*** Block opens ***

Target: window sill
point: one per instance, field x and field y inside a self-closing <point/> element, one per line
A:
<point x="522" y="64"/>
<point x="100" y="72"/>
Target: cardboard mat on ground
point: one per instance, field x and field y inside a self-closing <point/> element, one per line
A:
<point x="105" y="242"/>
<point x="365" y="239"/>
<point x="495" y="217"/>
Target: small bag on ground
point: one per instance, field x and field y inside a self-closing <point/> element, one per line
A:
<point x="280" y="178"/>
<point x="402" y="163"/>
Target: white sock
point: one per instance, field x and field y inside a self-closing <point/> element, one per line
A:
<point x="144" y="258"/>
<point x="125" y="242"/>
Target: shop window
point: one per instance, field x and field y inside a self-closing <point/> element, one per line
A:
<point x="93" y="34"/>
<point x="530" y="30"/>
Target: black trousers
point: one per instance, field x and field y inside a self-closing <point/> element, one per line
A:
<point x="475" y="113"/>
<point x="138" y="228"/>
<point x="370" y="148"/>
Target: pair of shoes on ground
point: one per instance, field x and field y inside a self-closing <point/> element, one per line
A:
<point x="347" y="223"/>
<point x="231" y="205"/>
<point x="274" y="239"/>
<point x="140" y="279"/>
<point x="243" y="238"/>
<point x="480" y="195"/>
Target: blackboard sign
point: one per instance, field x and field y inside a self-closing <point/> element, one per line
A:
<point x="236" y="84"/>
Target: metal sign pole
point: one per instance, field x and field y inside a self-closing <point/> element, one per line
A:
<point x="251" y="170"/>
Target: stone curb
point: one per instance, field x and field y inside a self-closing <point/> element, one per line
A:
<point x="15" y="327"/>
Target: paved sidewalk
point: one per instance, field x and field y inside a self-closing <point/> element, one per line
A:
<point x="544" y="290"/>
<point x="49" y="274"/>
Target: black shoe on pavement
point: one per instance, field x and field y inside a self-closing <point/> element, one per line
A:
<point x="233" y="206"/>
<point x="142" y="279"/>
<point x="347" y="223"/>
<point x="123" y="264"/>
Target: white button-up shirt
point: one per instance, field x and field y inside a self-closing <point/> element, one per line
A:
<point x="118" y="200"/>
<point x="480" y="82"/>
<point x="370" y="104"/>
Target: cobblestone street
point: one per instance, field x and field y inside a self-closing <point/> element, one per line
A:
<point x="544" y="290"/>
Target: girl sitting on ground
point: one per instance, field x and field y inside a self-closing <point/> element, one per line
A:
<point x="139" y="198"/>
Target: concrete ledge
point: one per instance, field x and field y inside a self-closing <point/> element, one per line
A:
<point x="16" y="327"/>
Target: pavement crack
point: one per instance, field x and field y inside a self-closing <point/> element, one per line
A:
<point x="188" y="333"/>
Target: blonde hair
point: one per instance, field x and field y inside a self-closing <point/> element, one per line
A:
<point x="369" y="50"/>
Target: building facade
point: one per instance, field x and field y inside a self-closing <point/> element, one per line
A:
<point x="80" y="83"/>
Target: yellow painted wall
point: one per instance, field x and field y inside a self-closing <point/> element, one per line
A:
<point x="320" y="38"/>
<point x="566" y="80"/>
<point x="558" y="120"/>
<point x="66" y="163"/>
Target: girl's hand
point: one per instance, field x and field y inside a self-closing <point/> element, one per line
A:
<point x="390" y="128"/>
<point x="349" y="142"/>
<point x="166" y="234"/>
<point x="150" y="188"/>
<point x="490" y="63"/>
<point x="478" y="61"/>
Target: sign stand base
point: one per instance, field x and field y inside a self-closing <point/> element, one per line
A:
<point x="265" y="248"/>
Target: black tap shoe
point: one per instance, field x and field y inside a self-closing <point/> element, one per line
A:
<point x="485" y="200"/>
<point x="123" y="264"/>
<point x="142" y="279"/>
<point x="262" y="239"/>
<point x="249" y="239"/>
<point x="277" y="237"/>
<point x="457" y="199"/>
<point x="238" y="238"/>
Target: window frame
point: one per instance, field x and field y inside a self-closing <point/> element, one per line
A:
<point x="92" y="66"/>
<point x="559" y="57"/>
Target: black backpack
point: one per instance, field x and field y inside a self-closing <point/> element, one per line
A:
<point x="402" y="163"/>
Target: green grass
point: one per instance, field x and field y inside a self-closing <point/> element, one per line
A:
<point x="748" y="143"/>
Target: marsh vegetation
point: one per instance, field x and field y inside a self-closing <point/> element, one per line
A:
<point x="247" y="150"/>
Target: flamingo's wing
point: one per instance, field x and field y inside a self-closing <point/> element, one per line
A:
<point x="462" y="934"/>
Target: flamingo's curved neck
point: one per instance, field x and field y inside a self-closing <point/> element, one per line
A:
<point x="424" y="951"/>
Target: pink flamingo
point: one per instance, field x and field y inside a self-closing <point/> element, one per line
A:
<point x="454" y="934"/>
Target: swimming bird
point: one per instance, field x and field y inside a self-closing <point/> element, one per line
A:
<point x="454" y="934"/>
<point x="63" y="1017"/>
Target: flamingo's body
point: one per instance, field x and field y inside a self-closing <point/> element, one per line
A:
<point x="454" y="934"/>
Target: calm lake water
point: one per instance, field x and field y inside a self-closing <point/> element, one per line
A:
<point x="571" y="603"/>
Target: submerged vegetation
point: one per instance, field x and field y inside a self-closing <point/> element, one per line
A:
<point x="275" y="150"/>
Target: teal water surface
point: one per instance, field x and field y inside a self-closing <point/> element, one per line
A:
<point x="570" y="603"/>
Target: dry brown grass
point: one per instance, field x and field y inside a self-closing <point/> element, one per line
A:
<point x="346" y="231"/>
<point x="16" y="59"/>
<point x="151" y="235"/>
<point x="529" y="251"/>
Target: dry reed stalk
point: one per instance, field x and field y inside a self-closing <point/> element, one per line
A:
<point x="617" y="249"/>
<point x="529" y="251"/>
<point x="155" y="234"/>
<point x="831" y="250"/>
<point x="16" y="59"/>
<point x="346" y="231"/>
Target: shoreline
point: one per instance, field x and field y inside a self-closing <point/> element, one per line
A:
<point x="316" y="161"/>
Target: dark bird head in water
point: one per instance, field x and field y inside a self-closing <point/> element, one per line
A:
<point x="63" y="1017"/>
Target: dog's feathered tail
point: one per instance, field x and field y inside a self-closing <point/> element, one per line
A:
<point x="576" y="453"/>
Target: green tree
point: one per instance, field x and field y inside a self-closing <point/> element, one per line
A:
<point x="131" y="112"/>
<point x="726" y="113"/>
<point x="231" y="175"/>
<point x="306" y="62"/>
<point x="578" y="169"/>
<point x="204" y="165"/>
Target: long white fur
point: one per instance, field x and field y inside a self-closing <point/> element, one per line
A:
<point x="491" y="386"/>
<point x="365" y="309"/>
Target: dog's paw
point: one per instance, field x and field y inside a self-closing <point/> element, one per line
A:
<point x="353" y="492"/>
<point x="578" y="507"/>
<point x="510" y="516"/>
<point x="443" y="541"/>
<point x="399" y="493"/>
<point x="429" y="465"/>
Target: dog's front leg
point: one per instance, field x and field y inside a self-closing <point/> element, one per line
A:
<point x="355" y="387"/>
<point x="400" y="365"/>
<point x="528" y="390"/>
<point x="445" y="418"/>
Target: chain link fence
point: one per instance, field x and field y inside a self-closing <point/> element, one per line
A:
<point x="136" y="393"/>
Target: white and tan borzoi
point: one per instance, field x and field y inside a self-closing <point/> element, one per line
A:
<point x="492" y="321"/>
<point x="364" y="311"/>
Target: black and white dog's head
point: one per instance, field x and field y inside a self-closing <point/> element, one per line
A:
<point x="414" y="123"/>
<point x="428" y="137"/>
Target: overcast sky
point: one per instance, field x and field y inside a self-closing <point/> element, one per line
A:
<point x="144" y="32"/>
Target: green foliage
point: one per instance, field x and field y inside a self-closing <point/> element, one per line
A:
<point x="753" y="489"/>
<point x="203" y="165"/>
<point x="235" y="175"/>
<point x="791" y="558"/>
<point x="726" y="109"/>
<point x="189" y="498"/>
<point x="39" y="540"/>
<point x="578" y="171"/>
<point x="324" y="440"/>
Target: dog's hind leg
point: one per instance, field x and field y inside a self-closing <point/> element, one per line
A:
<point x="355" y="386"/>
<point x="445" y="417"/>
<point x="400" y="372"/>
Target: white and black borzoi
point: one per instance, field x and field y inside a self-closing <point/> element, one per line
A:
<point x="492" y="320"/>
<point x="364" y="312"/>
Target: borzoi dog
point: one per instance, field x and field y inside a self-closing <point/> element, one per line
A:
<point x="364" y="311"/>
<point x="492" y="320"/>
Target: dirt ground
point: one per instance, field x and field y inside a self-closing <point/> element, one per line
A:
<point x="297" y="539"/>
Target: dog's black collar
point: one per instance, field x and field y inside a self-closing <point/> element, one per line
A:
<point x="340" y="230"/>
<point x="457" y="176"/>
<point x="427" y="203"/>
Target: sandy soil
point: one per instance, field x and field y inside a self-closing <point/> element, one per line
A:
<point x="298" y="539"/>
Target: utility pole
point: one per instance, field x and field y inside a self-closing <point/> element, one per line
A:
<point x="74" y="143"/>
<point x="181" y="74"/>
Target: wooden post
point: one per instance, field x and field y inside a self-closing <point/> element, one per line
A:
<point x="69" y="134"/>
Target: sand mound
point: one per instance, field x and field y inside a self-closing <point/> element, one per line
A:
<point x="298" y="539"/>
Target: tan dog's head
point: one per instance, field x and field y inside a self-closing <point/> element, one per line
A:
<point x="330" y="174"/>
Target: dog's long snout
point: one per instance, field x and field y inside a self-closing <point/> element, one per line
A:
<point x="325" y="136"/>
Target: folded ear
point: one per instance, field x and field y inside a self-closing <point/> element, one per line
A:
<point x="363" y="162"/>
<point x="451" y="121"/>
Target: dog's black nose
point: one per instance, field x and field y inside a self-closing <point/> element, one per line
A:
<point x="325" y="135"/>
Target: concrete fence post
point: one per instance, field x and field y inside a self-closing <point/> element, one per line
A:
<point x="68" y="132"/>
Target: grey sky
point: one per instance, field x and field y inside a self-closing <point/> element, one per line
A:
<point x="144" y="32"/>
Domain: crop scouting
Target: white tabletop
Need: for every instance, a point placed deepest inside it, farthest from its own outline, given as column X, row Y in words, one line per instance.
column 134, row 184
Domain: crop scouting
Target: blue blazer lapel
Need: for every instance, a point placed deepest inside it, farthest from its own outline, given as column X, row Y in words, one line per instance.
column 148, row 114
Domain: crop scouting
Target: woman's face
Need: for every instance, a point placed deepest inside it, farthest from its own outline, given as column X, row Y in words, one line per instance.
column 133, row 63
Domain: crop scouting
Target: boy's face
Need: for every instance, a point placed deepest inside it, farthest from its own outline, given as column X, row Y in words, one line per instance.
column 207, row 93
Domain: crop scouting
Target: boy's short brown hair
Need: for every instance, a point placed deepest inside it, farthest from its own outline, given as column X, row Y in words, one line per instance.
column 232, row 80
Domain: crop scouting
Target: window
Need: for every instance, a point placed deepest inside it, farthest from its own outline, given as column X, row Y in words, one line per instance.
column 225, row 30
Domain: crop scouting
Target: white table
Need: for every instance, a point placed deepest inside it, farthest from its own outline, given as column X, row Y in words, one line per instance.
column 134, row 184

*** Block closes ***

Required action
If a line above includes the word "long", count it; then give the final number by itself.

Answer to this exercise
2